Show each line of the records below where the word "item" occurs.

Collected data entries:
----------
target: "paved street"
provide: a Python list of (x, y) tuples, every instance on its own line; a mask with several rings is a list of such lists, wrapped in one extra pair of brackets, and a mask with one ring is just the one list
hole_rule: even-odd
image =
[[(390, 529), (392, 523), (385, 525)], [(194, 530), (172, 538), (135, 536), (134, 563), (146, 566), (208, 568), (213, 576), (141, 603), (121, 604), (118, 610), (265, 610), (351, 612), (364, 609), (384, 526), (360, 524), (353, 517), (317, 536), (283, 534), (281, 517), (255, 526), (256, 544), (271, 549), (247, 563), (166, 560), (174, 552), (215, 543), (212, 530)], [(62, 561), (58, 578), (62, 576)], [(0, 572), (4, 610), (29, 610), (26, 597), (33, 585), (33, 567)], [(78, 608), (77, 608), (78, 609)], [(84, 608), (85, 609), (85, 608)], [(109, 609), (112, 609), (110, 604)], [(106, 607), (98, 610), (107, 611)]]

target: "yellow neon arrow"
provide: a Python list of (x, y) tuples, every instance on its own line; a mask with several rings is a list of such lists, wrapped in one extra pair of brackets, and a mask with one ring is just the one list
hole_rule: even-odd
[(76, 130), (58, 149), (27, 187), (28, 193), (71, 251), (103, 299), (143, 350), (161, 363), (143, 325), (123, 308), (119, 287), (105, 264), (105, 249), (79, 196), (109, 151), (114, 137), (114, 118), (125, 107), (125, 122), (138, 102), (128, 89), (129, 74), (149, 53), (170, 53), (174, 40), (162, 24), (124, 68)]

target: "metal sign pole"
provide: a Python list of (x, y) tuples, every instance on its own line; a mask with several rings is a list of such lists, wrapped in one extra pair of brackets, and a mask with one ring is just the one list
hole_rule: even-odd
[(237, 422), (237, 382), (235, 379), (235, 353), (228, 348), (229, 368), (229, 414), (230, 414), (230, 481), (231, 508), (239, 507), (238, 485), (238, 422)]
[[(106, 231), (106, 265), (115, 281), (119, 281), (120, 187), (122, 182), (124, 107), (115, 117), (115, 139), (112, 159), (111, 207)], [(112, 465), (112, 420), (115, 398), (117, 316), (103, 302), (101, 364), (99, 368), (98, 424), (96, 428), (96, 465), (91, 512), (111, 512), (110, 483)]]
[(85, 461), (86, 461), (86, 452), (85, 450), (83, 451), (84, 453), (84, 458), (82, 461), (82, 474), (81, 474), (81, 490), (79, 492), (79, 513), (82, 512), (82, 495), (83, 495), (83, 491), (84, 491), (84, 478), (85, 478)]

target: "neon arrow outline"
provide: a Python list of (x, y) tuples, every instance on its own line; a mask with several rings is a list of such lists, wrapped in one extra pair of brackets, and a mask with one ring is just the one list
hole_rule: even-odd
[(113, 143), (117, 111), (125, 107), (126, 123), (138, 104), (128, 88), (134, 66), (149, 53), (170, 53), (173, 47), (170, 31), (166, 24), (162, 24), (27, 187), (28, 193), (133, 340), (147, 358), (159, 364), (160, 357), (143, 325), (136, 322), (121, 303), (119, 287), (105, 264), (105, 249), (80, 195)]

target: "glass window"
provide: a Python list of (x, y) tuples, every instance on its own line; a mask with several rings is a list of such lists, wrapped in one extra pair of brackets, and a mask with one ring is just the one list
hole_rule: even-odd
----------
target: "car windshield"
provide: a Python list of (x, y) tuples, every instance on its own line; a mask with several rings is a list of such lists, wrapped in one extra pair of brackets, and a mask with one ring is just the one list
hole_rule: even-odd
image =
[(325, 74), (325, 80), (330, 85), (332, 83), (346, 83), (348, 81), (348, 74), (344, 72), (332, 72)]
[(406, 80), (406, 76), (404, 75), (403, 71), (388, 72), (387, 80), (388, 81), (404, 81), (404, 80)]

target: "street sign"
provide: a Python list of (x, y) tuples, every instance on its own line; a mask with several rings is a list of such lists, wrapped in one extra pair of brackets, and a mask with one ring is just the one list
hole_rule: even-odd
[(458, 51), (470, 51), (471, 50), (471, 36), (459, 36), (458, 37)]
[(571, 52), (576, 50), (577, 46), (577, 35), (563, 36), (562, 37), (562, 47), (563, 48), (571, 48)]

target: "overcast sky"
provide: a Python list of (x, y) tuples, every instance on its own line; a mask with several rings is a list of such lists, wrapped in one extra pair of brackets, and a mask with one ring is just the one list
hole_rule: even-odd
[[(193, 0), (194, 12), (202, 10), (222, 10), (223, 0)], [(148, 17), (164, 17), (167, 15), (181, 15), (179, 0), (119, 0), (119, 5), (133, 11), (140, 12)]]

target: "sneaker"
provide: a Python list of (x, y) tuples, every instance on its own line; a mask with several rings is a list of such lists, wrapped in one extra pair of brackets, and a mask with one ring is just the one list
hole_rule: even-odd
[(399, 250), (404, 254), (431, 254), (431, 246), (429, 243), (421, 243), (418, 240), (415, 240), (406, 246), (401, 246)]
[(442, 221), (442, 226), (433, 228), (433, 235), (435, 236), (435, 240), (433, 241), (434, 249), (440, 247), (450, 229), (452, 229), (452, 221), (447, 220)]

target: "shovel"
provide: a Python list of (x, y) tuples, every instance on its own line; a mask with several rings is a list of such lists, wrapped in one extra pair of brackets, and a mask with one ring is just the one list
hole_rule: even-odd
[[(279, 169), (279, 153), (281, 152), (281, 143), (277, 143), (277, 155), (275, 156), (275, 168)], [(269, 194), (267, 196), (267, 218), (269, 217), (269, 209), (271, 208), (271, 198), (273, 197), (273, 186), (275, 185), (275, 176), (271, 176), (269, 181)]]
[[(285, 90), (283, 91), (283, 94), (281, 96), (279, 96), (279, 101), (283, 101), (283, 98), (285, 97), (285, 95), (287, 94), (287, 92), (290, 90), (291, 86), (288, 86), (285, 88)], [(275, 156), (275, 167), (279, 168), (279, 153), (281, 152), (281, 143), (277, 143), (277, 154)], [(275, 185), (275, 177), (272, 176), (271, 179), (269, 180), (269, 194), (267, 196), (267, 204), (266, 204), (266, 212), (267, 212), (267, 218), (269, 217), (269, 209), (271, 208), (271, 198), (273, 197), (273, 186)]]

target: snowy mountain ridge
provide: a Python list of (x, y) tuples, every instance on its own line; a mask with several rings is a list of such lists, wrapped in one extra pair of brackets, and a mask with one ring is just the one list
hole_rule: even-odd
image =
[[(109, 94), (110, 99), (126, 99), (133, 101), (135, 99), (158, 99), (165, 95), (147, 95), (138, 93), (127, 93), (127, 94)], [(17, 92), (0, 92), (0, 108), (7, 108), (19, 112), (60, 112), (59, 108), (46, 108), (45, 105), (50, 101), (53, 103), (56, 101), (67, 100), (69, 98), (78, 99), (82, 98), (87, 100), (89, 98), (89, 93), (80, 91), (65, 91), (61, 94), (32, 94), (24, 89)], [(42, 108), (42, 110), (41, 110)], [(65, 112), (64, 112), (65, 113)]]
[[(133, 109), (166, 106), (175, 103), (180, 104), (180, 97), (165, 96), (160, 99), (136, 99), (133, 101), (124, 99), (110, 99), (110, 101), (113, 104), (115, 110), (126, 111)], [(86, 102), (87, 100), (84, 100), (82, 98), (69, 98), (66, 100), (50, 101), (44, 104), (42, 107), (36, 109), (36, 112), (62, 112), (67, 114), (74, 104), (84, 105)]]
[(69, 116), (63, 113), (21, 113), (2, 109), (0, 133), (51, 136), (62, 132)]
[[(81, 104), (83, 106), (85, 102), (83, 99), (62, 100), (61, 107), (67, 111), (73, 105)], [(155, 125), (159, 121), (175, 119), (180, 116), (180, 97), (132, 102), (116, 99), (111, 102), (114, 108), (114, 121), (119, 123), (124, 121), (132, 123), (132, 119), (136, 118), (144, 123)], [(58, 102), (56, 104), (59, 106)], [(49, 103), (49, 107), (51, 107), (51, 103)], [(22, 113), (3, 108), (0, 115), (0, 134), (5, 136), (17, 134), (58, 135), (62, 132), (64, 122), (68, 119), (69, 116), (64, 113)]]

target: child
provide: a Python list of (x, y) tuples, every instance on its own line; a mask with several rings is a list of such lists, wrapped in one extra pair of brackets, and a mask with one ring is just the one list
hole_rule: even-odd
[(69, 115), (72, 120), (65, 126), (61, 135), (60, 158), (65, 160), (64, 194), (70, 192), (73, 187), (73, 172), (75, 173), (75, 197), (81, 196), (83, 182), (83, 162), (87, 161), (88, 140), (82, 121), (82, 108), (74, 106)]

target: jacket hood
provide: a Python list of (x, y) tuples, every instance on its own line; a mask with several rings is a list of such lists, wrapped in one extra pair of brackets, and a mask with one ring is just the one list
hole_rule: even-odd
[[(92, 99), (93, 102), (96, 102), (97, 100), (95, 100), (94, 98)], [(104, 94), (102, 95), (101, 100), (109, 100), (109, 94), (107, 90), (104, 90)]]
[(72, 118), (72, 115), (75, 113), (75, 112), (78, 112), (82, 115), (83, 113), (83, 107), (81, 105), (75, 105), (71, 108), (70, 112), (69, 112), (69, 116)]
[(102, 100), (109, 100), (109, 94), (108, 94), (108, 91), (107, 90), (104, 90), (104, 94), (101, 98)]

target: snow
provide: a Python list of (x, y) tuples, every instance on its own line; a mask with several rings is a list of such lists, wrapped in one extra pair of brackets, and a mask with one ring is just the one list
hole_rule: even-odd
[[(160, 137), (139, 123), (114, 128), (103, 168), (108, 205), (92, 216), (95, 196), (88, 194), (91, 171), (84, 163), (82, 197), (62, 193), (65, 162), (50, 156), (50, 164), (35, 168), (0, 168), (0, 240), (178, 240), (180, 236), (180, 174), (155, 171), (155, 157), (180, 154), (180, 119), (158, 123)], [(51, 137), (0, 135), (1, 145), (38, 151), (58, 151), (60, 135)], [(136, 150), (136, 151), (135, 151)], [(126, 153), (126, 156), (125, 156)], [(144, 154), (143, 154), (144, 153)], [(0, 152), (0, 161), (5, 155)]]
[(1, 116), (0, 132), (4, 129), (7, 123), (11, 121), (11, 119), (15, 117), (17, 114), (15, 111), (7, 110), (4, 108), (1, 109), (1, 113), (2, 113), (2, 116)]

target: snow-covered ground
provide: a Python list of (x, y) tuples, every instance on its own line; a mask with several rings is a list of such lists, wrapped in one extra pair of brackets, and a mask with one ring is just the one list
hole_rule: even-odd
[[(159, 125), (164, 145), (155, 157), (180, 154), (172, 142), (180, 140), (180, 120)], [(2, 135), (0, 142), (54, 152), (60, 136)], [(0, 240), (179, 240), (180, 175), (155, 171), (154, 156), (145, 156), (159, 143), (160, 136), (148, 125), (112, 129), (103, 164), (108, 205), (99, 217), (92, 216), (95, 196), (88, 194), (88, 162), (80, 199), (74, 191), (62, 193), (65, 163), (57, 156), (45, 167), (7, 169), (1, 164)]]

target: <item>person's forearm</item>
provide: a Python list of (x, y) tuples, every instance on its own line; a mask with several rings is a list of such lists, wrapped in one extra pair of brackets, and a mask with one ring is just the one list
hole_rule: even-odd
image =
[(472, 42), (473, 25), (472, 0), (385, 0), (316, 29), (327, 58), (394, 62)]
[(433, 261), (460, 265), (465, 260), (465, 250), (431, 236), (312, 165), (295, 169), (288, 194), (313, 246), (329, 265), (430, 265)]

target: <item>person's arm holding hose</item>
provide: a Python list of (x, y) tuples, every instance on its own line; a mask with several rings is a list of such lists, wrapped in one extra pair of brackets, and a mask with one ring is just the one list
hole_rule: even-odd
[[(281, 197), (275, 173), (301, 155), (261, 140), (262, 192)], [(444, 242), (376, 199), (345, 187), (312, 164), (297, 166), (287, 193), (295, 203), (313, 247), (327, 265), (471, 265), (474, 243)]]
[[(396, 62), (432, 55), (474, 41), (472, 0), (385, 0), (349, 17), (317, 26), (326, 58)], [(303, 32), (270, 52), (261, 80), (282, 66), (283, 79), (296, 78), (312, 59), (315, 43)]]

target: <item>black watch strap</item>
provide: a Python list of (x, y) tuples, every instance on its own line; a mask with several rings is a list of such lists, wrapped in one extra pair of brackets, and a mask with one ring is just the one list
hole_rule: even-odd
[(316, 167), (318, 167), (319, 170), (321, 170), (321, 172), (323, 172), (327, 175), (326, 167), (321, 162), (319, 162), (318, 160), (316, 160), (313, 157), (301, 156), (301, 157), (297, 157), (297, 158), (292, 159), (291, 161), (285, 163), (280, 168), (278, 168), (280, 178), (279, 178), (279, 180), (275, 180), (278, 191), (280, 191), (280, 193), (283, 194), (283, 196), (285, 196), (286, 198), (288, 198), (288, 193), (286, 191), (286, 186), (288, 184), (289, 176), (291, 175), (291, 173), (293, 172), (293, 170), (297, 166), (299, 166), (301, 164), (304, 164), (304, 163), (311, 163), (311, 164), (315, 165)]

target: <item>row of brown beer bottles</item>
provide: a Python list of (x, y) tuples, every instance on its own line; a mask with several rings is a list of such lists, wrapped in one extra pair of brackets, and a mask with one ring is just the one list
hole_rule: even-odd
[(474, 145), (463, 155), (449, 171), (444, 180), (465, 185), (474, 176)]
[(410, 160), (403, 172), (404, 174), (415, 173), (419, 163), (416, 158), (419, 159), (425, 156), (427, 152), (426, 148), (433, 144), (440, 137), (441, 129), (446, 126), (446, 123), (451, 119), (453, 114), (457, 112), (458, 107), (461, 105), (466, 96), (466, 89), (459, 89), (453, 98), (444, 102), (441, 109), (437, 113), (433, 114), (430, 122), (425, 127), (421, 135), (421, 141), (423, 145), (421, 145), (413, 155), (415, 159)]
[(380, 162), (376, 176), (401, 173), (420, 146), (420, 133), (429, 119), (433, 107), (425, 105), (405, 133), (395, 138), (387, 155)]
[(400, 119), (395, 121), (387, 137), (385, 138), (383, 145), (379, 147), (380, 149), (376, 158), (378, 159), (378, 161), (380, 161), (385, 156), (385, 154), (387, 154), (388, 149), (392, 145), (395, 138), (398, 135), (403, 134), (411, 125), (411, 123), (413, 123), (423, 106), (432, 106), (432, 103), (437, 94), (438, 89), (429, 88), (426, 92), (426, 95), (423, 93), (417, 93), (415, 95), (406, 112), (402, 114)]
----------
COMPLETED TASK:
target: <item>person's forearm</item>
target: <item>person's arm holding hose</item>
target: <item>black watch strap</item>
target: <item>row of brown beer bottles</item>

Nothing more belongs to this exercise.